Start of Records
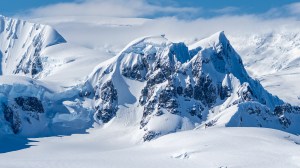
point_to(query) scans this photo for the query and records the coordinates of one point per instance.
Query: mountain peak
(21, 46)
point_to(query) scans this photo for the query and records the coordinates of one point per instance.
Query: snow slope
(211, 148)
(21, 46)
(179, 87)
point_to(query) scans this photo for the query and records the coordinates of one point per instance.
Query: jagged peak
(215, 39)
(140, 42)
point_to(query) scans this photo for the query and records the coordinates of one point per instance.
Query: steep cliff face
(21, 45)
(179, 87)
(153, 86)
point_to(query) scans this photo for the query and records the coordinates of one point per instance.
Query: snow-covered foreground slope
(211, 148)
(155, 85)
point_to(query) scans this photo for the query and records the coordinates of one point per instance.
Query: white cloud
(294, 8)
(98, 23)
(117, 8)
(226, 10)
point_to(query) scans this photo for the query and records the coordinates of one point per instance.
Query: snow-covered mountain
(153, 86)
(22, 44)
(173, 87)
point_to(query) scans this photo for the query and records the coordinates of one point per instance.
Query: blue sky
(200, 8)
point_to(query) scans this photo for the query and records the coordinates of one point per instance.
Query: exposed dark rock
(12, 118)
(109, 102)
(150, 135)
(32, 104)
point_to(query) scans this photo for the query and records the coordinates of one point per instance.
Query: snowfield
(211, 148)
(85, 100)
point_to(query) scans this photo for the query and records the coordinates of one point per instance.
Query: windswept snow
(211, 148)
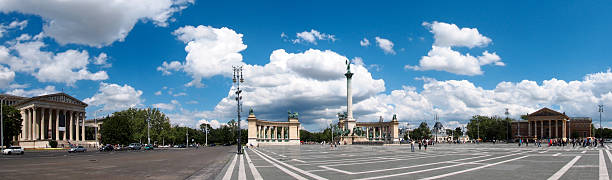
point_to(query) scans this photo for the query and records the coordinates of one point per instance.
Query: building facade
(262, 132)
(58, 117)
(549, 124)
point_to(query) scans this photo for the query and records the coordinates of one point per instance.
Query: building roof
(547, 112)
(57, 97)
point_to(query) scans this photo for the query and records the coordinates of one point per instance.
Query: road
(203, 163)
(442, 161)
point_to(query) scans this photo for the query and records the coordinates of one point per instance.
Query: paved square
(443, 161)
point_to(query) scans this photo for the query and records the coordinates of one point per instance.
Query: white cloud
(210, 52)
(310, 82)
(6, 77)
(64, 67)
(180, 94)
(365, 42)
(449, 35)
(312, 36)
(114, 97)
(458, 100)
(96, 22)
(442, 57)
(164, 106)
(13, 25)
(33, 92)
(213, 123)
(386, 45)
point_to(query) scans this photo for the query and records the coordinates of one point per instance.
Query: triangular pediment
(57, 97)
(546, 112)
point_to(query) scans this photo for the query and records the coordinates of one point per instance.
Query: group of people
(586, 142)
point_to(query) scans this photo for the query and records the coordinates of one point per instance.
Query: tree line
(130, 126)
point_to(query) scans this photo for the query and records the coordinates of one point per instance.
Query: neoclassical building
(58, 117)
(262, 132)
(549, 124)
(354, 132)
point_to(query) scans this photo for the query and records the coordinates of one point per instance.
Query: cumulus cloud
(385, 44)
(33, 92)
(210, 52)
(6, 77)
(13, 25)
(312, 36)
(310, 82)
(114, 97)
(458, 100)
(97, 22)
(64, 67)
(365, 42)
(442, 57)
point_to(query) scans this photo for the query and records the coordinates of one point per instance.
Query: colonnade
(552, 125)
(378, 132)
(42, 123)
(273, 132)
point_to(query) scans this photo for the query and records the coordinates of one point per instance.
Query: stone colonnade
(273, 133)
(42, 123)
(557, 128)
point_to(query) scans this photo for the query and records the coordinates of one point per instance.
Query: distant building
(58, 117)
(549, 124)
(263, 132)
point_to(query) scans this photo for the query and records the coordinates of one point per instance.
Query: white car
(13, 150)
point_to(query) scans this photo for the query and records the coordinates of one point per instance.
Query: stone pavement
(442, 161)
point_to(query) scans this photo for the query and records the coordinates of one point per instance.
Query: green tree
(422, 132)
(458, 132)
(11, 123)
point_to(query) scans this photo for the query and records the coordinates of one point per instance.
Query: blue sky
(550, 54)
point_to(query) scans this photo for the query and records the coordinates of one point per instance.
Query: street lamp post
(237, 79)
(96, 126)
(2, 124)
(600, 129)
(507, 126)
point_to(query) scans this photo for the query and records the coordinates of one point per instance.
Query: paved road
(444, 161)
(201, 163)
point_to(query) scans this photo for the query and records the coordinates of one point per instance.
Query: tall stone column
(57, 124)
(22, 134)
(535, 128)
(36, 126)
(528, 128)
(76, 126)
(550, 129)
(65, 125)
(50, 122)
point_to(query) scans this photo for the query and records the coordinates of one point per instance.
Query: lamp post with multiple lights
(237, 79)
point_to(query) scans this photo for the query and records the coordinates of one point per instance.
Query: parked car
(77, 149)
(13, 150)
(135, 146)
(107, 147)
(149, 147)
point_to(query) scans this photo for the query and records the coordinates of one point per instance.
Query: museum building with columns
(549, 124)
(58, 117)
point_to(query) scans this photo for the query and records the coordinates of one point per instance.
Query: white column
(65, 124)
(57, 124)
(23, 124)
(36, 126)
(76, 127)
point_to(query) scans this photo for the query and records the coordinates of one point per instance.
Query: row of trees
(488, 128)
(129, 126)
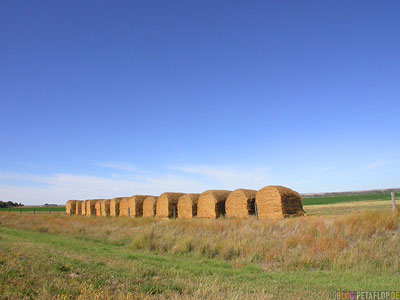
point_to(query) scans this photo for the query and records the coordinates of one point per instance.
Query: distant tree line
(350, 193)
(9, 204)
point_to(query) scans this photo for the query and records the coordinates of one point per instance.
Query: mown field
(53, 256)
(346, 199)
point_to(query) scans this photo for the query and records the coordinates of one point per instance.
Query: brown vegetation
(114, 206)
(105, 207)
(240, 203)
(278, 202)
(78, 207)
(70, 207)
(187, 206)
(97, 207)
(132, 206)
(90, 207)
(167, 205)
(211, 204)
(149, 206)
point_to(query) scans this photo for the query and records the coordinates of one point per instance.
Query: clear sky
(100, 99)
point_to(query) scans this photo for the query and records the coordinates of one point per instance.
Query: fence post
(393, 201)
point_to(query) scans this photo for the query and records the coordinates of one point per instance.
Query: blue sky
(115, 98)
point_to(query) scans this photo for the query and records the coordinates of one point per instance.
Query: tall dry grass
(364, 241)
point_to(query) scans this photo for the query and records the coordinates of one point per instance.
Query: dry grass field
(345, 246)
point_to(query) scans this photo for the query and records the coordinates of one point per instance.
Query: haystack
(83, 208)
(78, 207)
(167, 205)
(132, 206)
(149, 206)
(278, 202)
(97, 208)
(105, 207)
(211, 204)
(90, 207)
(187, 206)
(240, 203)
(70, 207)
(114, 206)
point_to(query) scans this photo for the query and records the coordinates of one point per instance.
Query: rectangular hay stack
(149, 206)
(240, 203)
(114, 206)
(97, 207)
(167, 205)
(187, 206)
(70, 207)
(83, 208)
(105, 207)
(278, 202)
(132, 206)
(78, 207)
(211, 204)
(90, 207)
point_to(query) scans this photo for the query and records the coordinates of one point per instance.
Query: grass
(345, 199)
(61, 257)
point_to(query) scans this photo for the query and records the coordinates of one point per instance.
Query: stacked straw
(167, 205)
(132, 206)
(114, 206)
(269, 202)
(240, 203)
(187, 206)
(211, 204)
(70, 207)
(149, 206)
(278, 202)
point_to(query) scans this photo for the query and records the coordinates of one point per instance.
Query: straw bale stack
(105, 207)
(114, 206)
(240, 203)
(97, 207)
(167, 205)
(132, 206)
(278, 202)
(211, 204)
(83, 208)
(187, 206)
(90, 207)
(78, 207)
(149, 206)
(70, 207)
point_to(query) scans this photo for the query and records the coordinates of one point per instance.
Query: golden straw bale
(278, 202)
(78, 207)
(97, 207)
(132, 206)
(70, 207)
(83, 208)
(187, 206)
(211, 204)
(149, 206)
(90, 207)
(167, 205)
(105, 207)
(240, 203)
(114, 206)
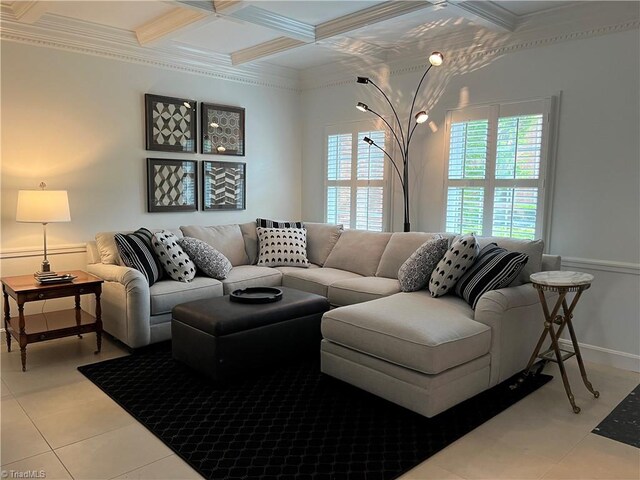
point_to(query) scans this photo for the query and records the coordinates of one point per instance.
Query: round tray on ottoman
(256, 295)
End of Records
-- What you have to do --
Although the records above contain pictures, your copy should give only their text, exactly as written.

-- Exercise solution --
point_to(query) scans this photo for the query and records the coordinates of one point per instance.
Query: mountain peak
(21, 46)
point_to(query) scans this photo for the query and records the coordinates of one point per instance.
Query: snow slope
(211, 148)
(21, 46)
(179, 87)
point_to(query) scans this photo for the query and records the coordinates of one point per instance.
Query: jagged peak
(215, 39)
(140, 42)
point_to(query) scans this photo for the query and records the coordinates of one point per instance.
Query: steep cliff face
(21, 45)
(179, 87)
(153, 86)
point_to(query) scans this photo for the query and records the coordinates of one point per instance.
Query: snow-covered foreground slope
(211, 148)
(155, 85)
point_to(query) scans this photo for the query and records the coordinates of one point per instance.
Query: white cloud
(294, 8)
(98, 23)
(117, 8)
(226, 10)
point_to(query) scans this photo for the query and records the coordinates of one point per instance.
Query: snow-covered mountain
(153, 86)
(22, 44)
(173, 87)
point_to(query) scans this photo for the query and records the coordinates of one point per instance.
Query: blue sky
(200, 8)
point_to(query) scans this photo for the query and records the coordinates of one point per instance.
Query: exposed dark rock
(12, 118)
(109, 102)
(150, 135)
(32, 104)
point_to(query) scans this photo for the query and records the coordinates of one point per instance.
Query: snowfield
(211, 148)
(85, 100)
point_to(query) scans this photo for the query and records the coordinates of one point per instance.
Query: windswept snow
(211, 148)
point_to(query) scans this photo for the query and records the coordinates of one point per instance.
Query: building facade
(262, 132)
(58, 117)
(549, 124)
point_to(query) scans this photo for the query and records the coordinates of one point per instance.
Query: building roof
(547, 112)
(57, 97)
point_to(query) scans this photo for the query and records the coordinates of one point per instance.
Query: road
(203, 163)
(442, 161)
point_to(query) scans this photo for the query and records the coordinates of one point per instance.
Query: paved square
(443, 161)
point_to(query) scans this photo for the query and records the coordinates of one point per instance.
Query: white cloud
(210, 52)
(310, 82)
(6, 77)
(64, 67)
(180, 94)
(365, 42)
(449, 35)
(312, 36)
(114, 97)
(458, 100)
(96, 22)
(442, 57)
(164, 106)
(13, 25)
(33, 92)
(213, 123)
(386, 45)
point_to(query) scans this photo for the query and records the coordinates of one point per instance.
Query: triangular pediment
(57, 97)
(546, 112)
point_to(query) scans this photo for the query and records the coordinates of one point per instance.
Query: group of people
(586, 142)
point_to(query) scans this photo for the query and records the coordinates of one point per instance.
Query: tree line
(130, 126)
point_to(query) scans this photo for the query and records the coordinates of one point per instance.
Query: neoclassical building
(58, 117)
(262, 132)
(549, 124)
(354, 132)
point_to(query) scans this photo for the query and records the coordinates of one point per instance.
Query: cumulus cloud
(385, 44)
(33, 92)
(210, 52)
(6, 77)
(13, 25)
(312, 36)
(310, 82)
(114, 97)
(458, 100)
(97, 22)
(64, 67)
(365, 42)
(442, 57)
point_to(query) scans this photo for the query and records the coordinates of one point per instance.
Query: colonnade
(552, 125)
(378, 132)
(42, 123)
(273, 132)
point_to(query) scans this photo for the query and records the coordinates of one point per instance.
Query: stone colonnade
(273, 133)
(42, 123)
(557, 128)
point_to(query) scans this photo for the query and records the coordinates of one point per instance.
Query: distant building
(58, 117)
(549, 124)
(263, 132)
point_to(query) scans this photo for the query and records the coordinates of one point per instance.
Query: white car
(13, 150)
point_to(query) scans this photo for the query and records the coordinates of one point per instance.
Query: stone pavement
(442, 161)
point_to(query) scans this photo for the query and records the coordinates of one point per instance.
Query: green tree
(422, 132)
(458, 132)
(11, 123)
point_to(query) scans this photo for the query and records the coordinates of one point per instance.
Query: blue sky
(550, 54)
point_to(query) scans this photo for the query and records the coordinates of one point per instance.
Query: street lamp post
(237, 79)
(96, 126)
(2, 124)
(600, 129)
(507, 126)
point_to(query) scans this photo for the query and records the coordinates of one point per instance.
Query: paved road
(444, 161)
(201, 163)
point_to(query) scans this photo for the query and records the coordinates of one point per instance.
Query: tall stone column
(57, 124)
(22, 134)
(535, 128)
(36, 126)
(528, 128)
(76, 126)
(550, 129)
(65, 125)
(50, 122)
point_to(query) scans this photo for the query and records the coordinates of one point per instance.
Query: lamp post with multiple lights
(237, 79)
point_to(query) scans this photo for the query and records the coordinates of one point per instance.
Query: parked car
(77, 149)
(13, 150)
(135, 146)
(107, 147)
(149, 147)
point_to(query) scans this photo for the query and records the coordinates of one point per instance.
Query: museum building with columns
(549, 124)
(58, 117)
point_to(query) scans this photo for the query and records the coordinates of one point per instance.
Query: white column
(65, 124)
(57, 124)
(23, 124)
(36, 126)
(76, 127)
point_to(query) scans this photo for the query and records the coordinates of one point per instance.
Query: row of trees
(488, 128)
(129, 126)
point_to(query) scans this photo for the query and records the coordinates of one point per instance.
Query: distant tree line
(350, 193)
(9, 204)
point_to(query) scans this photo for the query and records the coordinates of one point per instance.
Query: mown field
(53, 256)
(346, 199)
point_to(query) scans this photo for the query and records the coordinates of one point per instance.
Query: brown vegetation
(114, 206)
(105, 207)
(240, 203)
(278, 202)
(78, 207)
(70, 207)
(187, 206)
(97, 207)
(132, 206)
(90, 207)
(167, 205)
(211, 204)
(149, 206)
point_to(query) scans this photo for the query and records the coordinates of one point per instance.
Query: clear sky
(100, 99)
point_to(query) scans this photo for the query and records the coordinates of one point per instance.
Query: fence post
(393, 201)
point_to(query) scans this photo for the query and records the coordinates of one point per instance.
Query: blue sky
(115, 98)
point_to(query) scans this photo for the query and records the coordinates of one point per instance.
Query: tall dry grass
(364, 241)
point_to(query) scans this photo for the query and records the coordinates of one point per instance.
Query: dry grass field
(345, 246)
point_to(query) scans this photo for the query and records the coordinates of one point per instance.
Query: haystack
(83, 208)
(78, 207)
(167, 205)
(132, 206)
(149, 206)
(278, 202)
(97, 208)
(105, 207)
(211, 204)
(90, 207)
(187, 206)
(240, 203)
(70, 207)
(114, 206)
point_to(query) scans this photo for the query and records the coordinates of one point per instance.
Query: rectangular hay stack
(149, 206)
(240, 203)
(114, 206)
(97, 207)
(167, 205)
(187, 206)
(70, 207)
(83, 208)
(105, 207)
(278, 202)
(132, 206)
(78, 207)
(211, 204)
(90, 207)
point_to(query) scans this photo for the query and records the coordinates of one point per instance.
Query: grass
(345, 199)
(61, 257)
point_to(query) scans this photo for the query and records the coordinates of one point per instance.
Query: stacked straw
(167, 205)
(132, 206)
(114, 206)
(269, 202)
(240, 203)
(187, 206)
(211, 204)
(70, 207)
(149, 206)
(278, 202)
point_to(query) scans this photo for the query and records the coordinates of one point per instance.
Query: straw bale stack
(105, 207)
(114, 206)
(240, 203)
(97, 207)
(167, 205)
(132, 206)
(278, 202)
(211, 204)
(83, 208)
(187, 206)
(90, 207)
(78, 207)
(149, 206)
(70, 207)
point_to(query) scans this photo for the query and records the coordinates of one point per instance.
Query: golden straw bale
(278, 202)
(78, 207)
(97, 207)
(132, 206)
(70, 207)
(83, 208)
(187, 206)
(211, 204)
(149, 206)
(90, 207)
(167, 205)
(105, 207)
(240, 203)
(114, 206)
point_to(query) scans this photo for the query and records the coordinates of one point per instance.
Query: round tray on ottoman
(256, 295)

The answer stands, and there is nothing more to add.